The Hidden Growth Themes in REITs

Think listed real estate is dull, defensive and exposed to rising rates? Think again.

Amazon founder Jeff Bezos is the world’s wealthiest person. Amazon is one of the world’s five largest companies by market capitalization. Its revenues put it in the top 20, but its annual revenue growth, at some 30%, again puts it among the top handful of global firms.

One cannot find Amazon in a Real Estate Investment Trust (REIT). That leads some investors to put them completely out of mind—surely apartments, shopping malls, offices and warehouses carry minimal exposure to the exciting growth trends powering today’s economy?

We would encourage a second look.

We have already written about the huge impact that e-commerce is having on real estate—much of it surprisingly positive. Amazon’s new Eastern-U.S. headquarters and further expansion in places such as Nashville and Washington D.C. will create substantial demand for office and residential space. And potentially outstripping both of these impacts is the fact that Amazon Web Services accounts for much of the group’s 30% year-on-year revenue growth: AWS is a world leader in cloud computing, which requires datacenters, a real estate sector that now constitutes more than 6% of the FTSE NAREIT All Equity REITs Index.

Maybe one can find Amazon in a REIT after all.

This goes well beyond Amazon, and even beyond the technology sector. A REITs allocation can be surprisingly diversified, surprisingly exposed to a number of long-term growth themes—and less defensive, income-oriented and interest rate-sensitive than one might assume.

Growth Themes with Real Estate Impacts

On the one hand, listed real estate offers what we might call endogenous growth stories. A good example is the increasing access to U.S. single-family residential property (as opposed to the more usual rental apartments). A handful of dedicated companies own a couple of hundred thousand of these homes, and the majority are, of course, owner-occupied. But there are still more than 15 million non-securitized single-family rental homes across the country, representing 14% of the overall U.S. occupied housing stock, according to Green Street Advisors—potentially one of the largest residential REITs sectors.

- _WRITTEN REQUEST A_:
Can you give everything in the REIT piece from "One cannot find" down to "a second look.", substituting "storage facilities" for "warehouses"?
The REIT piece and the records have nothing to do with each other.

- _GIVEN INFORMATION_:
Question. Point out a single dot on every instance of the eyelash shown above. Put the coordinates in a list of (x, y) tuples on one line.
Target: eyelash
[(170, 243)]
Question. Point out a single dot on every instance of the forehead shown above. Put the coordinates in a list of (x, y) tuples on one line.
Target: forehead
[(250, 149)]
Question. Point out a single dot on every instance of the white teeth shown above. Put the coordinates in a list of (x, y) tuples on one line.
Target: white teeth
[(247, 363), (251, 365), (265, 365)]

* * *

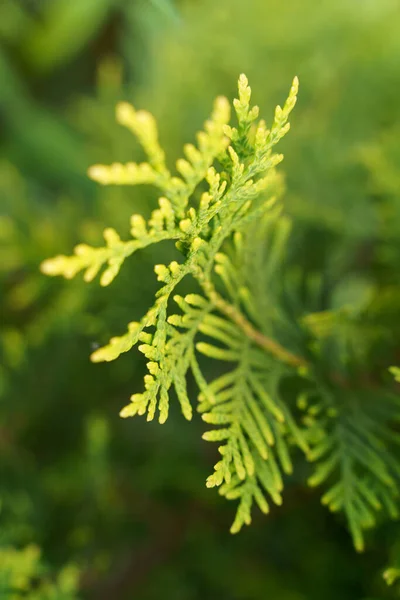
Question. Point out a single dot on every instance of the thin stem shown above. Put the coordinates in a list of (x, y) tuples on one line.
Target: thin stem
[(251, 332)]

* * *

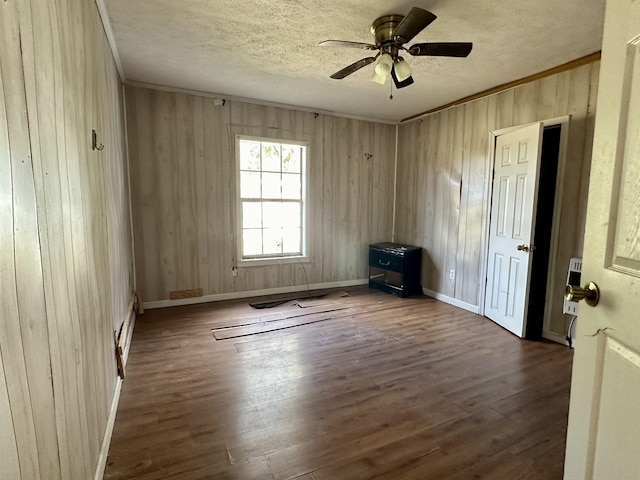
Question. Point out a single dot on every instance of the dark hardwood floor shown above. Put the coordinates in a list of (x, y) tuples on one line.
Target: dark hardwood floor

- _WRITTEN REQUEST B_:
Can you put everything in the records from the line containing "of the dark" down to the line containing "Target: dark hardwood floor" into a numbered list, leaving out blank lines?

- _COMPLETE ANSWER A_:
One cannot find Amazon in a Real Estate Investment Trust (REIT). That leads some investors to put them completely out of mind—surely apartments, shopping malls, offices and storage facilities carry minimal exposure to the exciting growth trends powering today’s economy?

We would encourage a second look.

- _COMPLETE ANSWER B_:
1. Question. Point out a single dot on every instance of the dark hardwood floor shown above. Put the coordinates in a list of (x, y) tuples on one line.
2. Target: dark hardwood floor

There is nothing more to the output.